◆ **WHAT YOU NEED TO DO**:
A. The issue report below, about adding a finalizer to a custom resource, includes the operator-sdk version output. List every field named in that output with its value.
B. Pick up the issue report below, about the finalizer update that changed a custom resource's spec, and carry it on from its final line.

◆ **TEXT SEGMENT**:

During the reconcile function I add the finalizers and update the resource:

        if !controllerutil.ContainsFinalizer(webComponent, webComponentFinalizer) {
		log.Info("Adding Finalizer for WebComponent.")
		if ok := controllerutil.AddFinalizer(webComponent, webComponentFinalizer); !ok {
			log.Error(err, "Failed to add finalizer into the custom resource!")
			return ctrl.Result{Requeue: true}, nil
		}

		if err = r.Update(ctx, webComponent); err != nil {
			log.Error(err, "Failed to update custom resource to add finalizer!")
			return ctrl.Result{}, err
		}

		return ctrl.Result{}, nil
	}

What did you expect to see?

I expected the finalizers field to be added to the CR and no change in the spec part of the CR.

What did you see instead? Under which circumstances?

CRs spec was updated and preload was changed to true.

Environment

Operator type:

/language go

Kubernetes cluster type:

docker-desktop

$ operator-sdk version

operator-sdk version: "v1.29.0", commit: "78c564319585c0c348d1d7d9bbfeed1098fab006", kubernetes version: "v1.26.0", go version: "go1.20.4", GOOS: "darwin", GOARCH: "arm64"

$ go version (if language is Go)

◆ **MATERIAL SHOWN**:
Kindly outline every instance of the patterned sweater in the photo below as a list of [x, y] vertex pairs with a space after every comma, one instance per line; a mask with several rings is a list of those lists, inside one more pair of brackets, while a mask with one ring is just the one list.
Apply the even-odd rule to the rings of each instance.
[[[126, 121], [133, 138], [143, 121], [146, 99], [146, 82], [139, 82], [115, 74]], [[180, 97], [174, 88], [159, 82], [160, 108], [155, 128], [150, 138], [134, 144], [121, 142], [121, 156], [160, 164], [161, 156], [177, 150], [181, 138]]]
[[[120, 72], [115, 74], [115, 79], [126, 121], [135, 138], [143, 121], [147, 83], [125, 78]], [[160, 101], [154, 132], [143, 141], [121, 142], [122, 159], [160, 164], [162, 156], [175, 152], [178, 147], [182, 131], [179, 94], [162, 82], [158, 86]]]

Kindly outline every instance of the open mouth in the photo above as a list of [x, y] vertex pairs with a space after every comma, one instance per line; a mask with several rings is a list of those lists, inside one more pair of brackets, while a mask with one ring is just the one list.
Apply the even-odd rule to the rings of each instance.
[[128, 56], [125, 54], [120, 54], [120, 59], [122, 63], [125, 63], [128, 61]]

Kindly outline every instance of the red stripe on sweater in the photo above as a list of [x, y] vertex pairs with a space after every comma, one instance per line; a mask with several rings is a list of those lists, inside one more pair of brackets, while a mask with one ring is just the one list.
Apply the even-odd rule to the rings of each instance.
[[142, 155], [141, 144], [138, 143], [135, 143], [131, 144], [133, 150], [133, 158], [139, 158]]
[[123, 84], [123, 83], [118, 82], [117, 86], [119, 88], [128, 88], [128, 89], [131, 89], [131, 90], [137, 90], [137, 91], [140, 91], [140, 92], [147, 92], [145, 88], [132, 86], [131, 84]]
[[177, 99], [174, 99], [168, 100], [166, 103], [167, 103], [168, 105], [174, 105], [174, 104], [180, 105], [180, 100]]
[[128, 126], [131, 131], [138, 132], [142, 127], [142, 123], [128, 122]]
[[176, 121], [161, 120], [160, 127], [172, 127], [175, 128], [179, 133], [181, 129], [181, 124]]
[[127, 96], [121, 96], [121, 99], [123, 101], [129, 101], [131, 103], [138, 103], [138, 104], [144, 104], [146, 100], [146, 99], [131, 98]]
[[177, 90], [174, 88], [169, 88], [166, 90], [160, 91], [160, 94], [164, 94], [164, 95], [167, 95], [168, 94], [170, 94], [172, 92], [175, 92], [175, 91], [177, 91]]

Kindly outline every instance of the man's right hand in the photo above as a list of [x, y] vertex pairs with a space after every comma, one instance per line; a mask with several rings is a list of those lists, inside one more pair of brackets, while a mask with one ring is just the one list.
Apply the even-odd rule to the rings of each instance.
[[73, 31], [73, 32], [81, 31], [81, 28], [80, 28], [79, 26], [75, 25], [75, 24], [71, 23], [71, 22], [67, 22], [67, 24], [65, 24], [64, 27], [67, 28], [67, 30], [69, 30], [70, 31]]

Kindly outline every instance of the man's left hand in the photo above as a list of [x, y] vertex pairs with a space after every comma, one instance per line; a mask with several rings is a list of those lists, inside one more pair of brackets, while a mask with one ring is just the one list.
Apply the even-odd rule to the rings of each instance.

◆ **TASK-BY-TASK ANSWERS**:
A.
operator-sdk version: v1.29.0
commit: 78c564319585c0c348d1d7d9bbfeed1098fab006
kubernetes version: v1.26.0
go version: go1.20.4
GOOS: darwin
GOARCH: arm64

B.
go version go1.20.4 darwin/arm64

$ kubectl version

Client Version: v1.25.4
Kustomize Version: v4.5.7
Server Version: v1.25.4

Possible Solution

I have tested this as well with an int value where I set the // +kubebuilder:default=1.
Since go int default is 0 I explicitly set the value in CR to 0.
After update call the int value was updated to 1 as per kubebuilder default even though it was explicitly set to 0 during apply.

I am not sure what the solution could be there but as workaround I defined the bool value as a pointer (*bool) so the default value in go is nil instead of false. I am not sure if this is an expected behavior or not.

Additional context

It is hard for me to currently pinpoint where the problem could be maybe I should have created this issue in controller-runtime or maybe it is even problem in Kubernetes implementation of docker-desktop. However I did not stumble upon same issue during my google searches therefore I hope it will serve someone that might face the same issue in future.

Based on the code snippet provided, looks like there is only removal of the finalizer. Removing of the finalizer changes the metadata and shouldn't be modifying the spec of the resource. However, if the update is causing a change then its more likely because of some action being done in doFinalizerOperationsForWebComponent. Could you share what the method does? Reviewing its implementation could be provide more insights on what is happening with the object. And just to confirm, do you see any errors in the logs causing the object to be requeued?

Apologies I pasted wrong snippet..
I meant to paste in this one (updated in the issue as well):

if !controllerutil.ContainsFinalizer(webComponent, webComponentFinalizer) {
		log.Info("Adding Finalizer for WebComponent.")
		if ok := controllerutil.AddFinalizer(webComponent, webComponentFinalizer); !ok {
			log.Error(err, "Failed to add finalizer into the custom resource!")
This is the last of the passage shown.